### What to do
Once the line containing "target | reflection on water" is found in the data below, output that line and every line after it through the last, unchanged and with nothing else.

### The records

####

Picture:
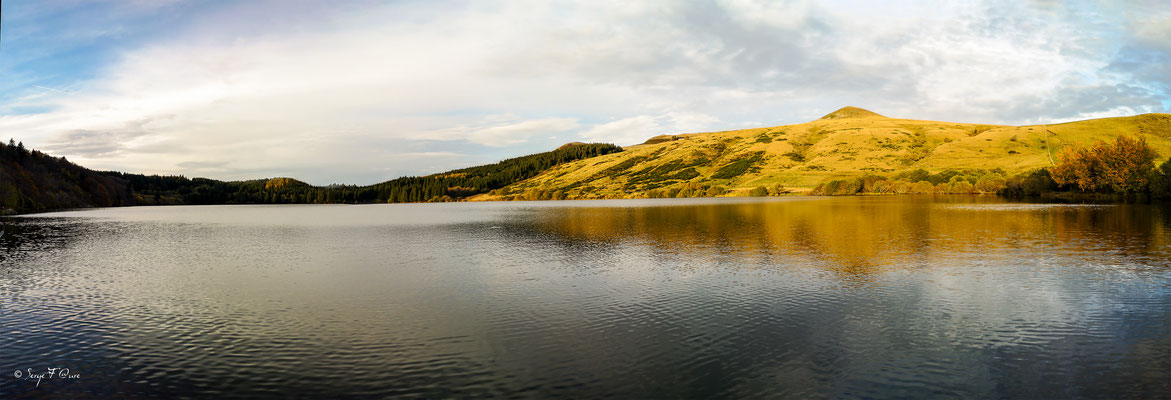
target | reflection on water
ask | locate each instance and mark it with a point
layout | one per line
(792, 297)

####

### Exercise solution
target | reflection on water
ask | locate each instance and mark it with a point
layout | one per line
(792, 297)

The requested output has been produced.